Description of the task: What's wanted here is the full listing below, repeated exactly, with no images in it.
-------- Source records
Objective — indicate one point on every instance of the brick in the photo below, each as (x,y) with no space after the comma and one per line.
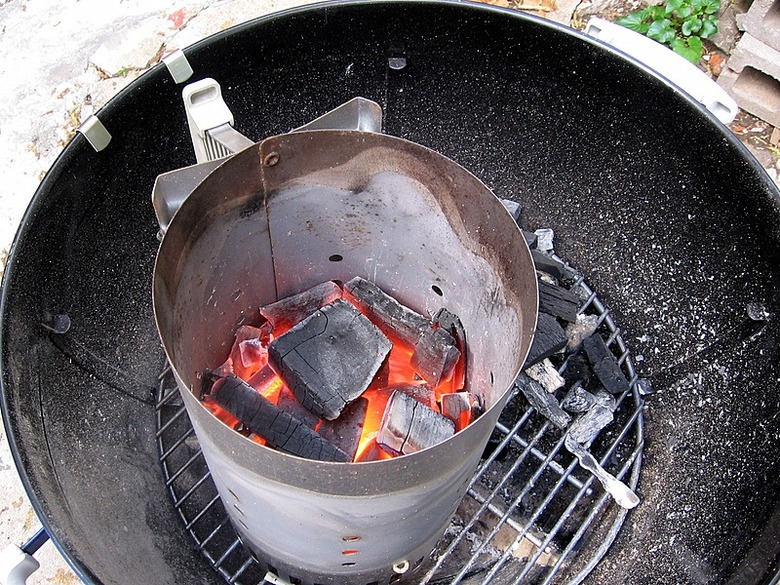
(750,52)
(763,22)
(754,91)
(726,37)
----------------
Completed task:
Objective — indicate one point on every instance of the brick in the photo below, each as (x,y) with no space after the comma and one per line.
(750,52)
(763,22)
(754,91)
(726,37)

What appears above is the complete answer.